_FRAGMENTO DEL TEXTO_
_ _ _ _ _ _ _
En Borgman esas posibilidades se amplían al infinito. Nunca se sabe la fecha de los sucesos; nunca la hora; nunca el tiempo —se supone que se trata de un futuro inmediato, pero no es seguro—; nunca la cantidad de involucrados; nunca (logro de la película) si Borgman o Borgman-y-los-suyos, la banda-Borgman, son peores o mejores que sus supuestas víctimas. Considerando las noticias de actualidad, los buenos serían Bergoglio, Obama, Nicolás Maduro, los filántropos de Silicon Valley, los aventureros de la alterpolítica, los “precios cuidados”, los intensivistas que cuidan a Gustavo Cerati, los que mastican chía y protegen a perros viejos, etc. Bien, permítaseme dudar de esa bondad.
_ _ _ _ _ _ _
_FILAS EXTRAÍDAS_

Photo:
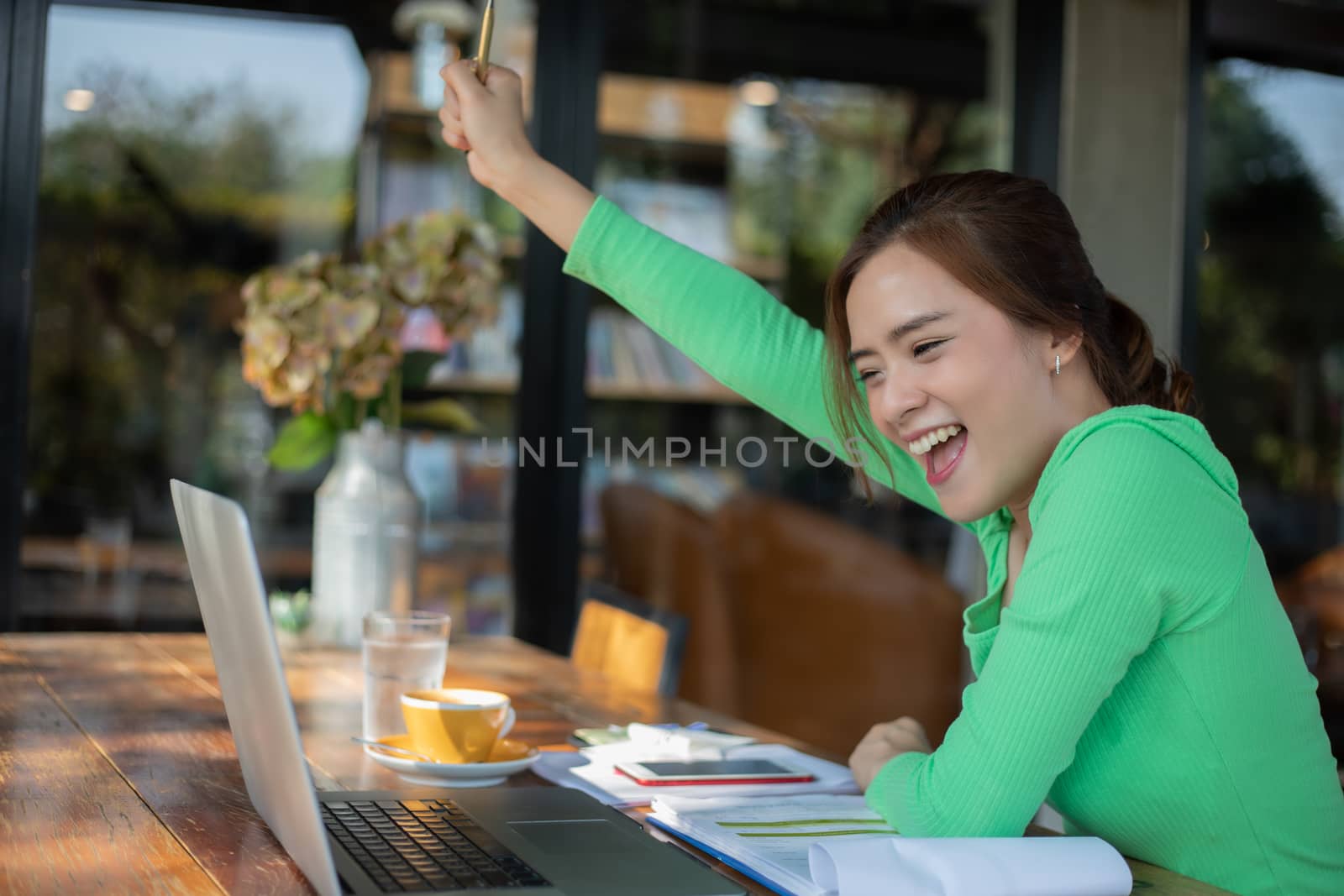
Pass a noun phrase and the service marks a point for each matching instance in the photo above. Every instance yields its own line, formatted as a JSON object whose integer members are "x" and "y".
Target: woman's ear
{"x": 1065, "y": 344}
_ _ _ _ _ _ _
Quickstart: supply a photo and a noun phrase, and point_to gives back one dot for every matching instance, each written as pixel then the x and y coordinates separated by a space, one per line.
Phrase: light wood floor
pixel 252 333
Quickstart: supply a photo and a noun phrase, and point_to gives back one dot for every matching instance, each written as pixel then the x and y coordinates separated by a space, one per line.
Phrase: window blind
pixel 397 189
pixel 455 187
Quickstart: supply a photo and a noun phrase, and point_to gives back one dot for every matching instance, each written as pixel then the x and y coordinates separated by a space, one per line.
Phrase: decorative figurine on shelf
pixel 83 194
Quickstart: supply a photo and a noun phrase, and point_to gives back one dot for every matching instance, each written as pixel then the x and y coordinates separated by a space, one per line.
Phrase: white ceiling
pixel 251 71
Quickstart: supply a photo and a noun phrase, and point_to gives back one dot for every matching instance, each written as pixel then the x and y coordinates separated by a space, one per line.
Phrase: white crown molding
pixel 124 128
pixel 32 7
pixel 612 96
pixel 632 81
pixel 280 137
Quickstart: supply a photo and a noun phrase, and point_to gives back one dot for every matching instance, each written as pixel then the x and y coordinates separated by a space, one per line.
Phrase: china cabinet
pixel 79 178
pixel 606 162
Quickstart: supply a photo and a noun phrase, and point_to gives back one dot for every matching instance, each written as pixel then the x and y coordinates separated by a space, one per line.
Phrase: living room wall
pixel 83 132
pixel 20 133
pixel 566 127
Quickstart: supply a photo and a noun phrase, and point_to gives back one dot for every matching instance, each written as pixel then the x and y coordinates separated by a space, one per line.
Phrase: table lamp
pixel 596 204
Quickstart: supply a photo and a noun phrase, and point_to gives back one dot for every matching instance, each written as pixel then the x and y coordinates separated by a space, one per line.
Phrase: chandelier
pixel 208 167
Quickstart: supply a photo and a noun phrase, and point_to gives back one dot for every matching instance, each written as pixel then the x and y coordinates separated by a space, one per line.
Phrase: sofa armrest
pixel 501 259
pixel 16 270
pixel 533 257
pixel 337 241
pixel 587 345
_ _ _ _ _ _ _
_CONSIGNA_
Reproduce sin cambios el tramo del fragmento sobre Borgman que va desde "En Borgman esas" hasta "de esa bondad.". Las filas no son necesarias.

_SOLUCIÓN_
En Borgman esas posibilidades se amplían al infinito. Nunca se sabe la fecha de los sucesos; nunca la hora; nunca el tiempo —se supone que se trata de un futuro inmediato, pero no es seguro—; nunca la cantidad de involucrados; nunca (logro de la película) si Borgman o Borgman-y-los-suyos, la banda-Borgman, son peores o mejores que sus supuestas víctimas. Considerando las noticias de actualidad, los buenos serían Bergoglio, Obama, Nicolás Maduro, los filántropos de Silicon Valley, los aventureros de la alterpolítica, los “precios cuidados”, los intensivistas que cuidan a Gustavo Cerati, los que mastican chía y protegen a perros viejos, etc. Bien, permítaseme dudar de esa bondad.